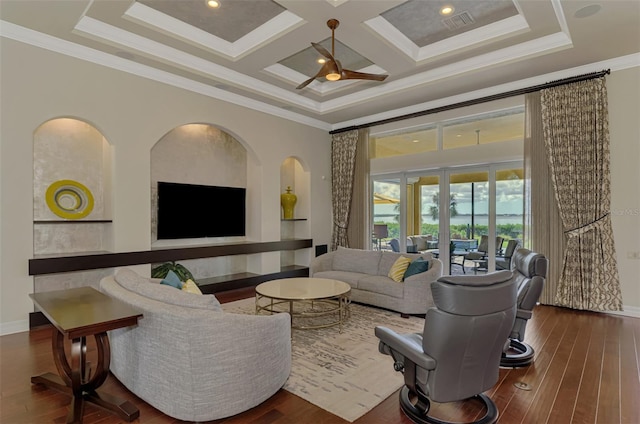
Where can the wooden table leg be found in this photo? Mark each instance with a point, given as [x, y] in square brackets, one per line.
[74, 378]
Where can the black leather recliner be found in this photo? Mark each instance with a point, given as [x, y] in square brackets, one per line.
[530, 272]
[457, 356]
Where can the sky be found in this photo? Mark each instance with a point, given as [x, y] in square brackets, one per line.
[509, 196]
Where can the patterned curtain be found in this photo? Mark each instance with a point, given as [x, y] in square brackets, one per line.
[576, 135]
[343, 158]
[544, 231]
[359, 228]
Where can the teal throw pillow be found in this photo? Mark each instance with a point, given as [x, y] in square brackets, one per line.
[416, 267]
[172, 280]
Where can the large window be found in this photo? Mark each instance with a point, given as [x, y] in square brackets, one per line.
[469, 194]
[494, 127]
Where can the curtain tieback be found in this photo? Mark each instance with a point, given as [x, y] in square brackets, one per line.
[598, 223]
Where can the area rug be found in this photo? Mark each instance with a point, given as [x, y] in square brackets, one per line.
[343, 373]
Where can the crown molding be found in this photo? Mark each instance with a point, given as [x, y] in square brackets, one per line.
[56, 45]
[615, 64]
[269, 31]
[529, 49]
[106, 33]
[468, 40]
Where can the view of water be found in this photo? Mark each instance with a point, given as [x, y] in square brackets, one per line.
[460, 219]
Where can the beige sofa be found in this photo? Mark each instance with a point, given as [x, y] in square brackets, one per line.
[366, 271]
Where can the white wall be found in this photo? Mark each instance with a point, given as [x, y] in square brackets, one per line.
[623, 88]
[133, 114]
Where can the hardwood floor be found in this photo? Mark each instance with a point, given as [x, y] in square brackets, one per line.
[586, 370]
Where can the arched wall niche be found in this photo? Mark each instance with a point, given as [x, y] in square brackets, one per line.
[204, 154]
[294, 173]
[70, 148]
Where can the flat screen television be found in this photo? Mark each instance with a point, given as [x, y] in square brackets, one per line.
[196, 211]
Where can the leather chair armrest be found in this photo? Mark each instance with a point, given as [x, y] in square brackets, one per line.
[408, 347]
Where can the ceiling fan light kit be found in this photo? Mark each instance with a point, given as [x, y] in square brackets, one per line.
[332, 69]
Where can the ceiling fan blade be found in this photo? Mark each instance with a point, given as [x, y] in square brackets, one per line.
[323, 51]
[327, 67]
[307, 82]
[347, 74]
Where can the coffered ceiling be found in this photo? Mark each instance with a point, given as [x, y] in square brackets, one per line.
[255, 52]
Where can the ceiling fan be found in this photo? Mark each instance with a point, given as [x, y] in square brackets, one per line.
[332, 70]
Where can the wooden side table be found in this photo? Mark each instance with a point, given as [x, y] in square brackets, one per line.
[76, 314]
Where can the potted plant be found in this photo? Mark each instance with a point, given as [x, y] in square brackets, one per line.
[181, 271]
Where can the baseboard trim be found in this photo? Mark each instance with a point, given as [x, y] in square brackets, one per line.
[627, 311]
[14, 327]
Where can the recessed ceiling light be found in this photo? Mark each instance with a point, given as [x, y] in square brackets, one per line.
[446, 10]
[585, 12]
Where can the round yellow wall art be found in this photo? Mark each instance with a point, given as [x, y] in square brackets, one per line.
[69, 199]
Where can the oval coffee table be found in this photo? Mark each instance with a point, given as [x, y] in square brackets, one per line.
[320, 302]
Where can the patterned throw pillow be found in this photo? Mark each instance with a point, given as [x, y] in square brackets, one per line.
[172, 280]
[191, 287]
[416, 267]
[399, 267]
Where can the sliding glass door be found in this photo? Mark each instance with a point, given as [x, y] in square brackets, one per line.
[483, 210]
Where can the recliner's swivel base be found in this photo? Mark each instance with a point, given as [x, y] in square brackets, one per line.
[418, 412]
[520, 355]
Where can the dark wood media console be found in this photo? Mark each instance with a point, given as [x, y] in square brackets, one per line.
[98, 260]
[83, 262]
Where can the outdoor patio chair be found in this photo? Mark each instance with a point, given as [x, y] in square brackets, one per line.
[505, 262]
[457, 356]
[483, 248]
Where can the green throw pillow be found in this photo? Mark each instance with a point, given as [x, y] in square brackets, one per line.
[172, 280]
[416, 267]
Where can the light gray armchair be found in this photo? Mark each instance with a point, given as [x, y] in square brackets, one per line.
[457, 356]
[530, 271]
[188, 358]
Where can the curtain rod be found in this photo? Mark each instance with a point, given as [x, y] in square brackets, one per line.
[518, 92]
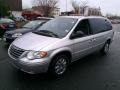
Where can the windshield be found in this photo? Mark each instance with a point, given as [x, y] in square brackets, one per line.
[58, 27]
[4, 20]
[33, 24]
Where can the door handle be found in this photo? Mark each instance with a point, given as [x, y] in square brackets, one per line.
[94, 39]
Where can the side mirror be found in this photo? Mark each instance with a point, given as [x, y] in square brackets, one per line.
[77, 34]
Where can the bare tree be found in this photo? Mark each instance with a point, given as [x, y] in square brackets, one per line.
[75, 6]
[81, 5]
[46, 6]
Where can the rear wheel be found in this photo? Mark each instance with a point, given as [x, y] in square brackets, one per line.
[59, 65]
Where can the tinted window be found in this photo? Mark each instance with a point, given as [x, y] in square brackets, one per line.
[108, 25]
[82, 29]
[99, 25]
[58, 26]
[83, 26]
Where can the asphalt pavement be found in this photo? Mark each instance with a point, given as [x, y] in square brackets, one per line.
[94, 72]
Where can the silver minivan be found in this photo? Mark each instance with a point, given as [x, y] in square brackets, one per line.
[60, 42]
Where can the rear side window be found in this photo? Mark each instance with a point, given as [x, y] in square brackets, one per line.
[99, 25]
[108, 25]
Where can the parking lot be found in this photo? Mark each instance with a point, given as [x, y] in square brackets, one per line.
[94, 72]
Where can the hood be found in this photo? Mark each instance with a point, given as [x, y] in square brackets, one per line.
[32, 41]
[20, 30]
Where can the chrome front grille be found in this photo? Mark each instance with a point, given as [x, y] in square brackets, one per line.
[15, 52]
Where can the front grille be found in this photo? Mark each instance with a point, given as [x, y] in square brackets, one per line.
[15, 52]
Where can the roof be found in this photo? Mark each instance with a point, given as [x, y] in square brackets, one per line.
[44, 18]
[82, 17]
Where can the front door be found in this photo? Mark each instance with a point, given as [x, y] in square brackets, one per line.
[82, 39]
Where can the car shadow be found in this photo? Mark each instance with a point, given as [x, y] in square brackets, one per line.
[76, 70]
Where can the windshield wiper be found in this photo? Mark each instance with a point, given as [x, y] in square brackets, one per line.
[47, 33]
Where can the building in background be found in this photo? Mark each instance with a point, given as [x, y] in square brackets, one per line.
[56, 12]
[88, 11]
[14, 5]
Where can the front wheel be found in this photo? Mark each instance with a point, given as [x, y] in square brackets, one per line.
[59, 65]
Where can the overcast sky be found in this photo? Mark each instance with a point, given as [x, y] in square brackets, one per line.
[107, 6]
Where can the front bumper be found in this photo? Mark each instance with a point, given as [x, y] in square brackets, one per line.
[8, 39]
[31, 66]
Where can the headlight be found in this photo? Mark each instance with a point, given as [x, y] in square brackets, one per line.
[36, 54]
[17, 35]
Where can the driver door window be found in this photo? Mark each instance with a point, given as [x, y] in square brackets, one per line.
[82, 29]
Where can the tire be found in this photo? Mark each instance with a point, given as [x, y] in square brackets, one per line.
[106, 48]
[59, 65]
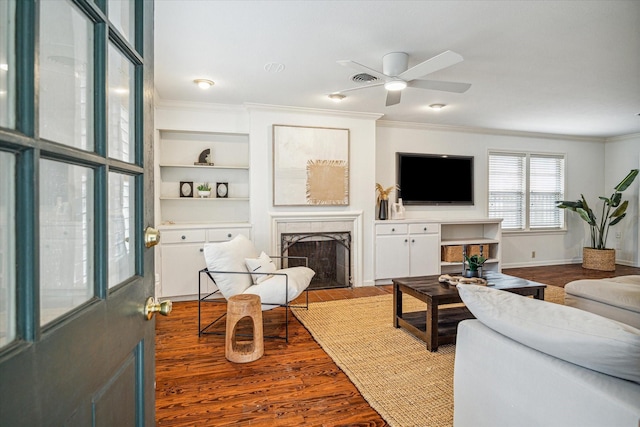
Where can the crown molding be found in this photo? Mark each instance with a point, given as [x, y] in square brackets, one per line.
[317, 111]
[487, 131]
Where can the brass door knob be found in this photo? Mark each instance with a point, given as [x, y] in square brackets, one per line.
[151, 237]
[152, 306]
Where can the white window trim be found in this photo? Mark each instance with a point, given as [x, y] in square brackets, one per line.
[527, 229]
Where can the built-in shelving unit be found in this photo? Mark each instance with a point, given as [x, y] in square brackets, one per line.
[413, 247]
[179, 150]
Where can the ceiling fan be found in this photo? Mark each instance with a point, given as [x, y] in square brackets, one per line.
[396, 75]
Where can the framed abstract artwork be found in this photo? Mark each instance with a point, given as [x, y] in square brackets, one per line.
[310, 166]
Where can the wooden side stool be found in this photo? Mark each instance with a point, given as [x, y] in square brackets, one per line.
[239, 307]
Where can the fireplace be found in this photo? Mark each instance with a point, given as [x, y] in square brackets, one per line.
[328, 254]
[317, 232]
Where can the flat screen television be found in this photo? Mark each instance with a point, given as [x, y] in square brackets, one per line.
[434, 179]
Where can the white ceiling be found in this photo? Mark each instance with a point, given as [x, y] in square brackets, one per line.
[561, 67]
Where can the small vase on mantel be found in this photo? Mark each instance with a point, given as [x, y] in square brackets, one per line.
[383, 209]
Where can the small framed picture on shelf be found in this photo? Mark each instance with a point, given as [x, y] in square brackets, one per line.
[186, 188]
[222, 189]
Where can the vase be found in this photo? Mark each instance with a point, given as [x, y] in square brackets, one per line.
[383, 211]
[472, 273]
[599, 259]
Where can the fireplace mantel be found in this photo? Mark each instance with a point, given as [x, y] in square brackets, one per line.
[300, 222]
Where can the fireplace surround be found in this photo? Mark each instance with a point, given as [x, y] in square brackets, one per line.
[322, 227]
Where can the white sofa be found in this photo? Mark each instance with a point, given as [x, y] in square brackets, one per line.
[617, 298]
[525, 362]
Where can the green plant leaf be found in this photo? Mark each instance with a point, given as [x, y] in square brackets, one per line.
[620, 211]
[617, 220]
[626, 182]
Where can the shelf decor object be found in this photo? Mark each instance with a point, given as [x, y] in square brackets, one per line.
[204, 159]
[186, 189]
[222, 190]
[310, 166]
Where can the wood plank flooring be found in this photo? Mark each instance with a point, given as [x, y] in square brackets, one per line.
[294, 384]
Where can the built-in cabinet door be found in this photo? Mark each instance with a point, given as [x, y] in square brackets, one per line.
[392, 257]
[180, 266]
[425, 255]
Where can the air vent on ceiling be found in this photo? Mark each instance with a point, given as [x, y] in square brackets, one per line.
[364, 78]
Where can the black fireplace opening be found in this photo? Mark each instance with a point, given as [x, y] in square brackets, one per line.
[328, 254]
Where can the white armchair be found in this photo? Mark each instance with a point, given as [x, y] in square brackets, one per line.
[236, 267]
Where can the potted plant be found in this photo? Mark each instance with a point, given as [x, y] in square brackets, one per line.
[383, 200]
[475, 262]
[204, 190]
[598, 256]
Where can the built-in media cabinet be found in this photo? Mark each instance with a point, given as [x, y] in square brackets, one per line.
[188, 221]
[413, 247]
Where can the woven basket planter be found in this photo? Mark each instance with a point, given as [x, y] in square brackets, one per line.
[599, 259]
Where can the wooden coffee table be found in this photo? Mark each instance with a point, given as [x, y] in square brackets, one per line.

- [Description of the task]: In the entries above, take the line containing "Where can the built-in cabinet" and each later line through the last, and repeat them exactly. Output nothing else.

- [Written answer]:
Where can the built-in cabinet door be found in this photo? Mark each instance with a point, given as [x, y] in square brackets, one per line.
[392, 257]
[180, 266]
[425, 255]
Where can the air vent on ceiling be found in this photo? Mark each instance with a point, given as [x, y] in square brackets, one per line.
[364, 78]
Where can the black fireplace opening be found in this photo? Mark each instance with a point, given as [x, y] in square brackets, one per line.
[328, 254]
Where can the white armchair be found in this photo? Mark each instance with a point, given as [x, y] in square brackets, one per line.
[236, 267]
Where can the potted plant be found in this photo? Mark each instance with a point, given as [x, y] in square brackets, one per line.
[383, 200]
[475, 262]
[204, 190]
[598, 256]
Where can the built-in media cabinet be found in this photo? Mark each instance with a point, given as [x, y] in square brackets, one per line.
[188, 221]
[413, 247]
Where can the woven basket planter be found in this photo? Mark each instance with a point, given as [x, y] in square brackets, one per line.
[599, 259]
Where can the wooden coffee table be found in this photo? Mark each instance with a point, given as [x, y] in square brackets, one per line.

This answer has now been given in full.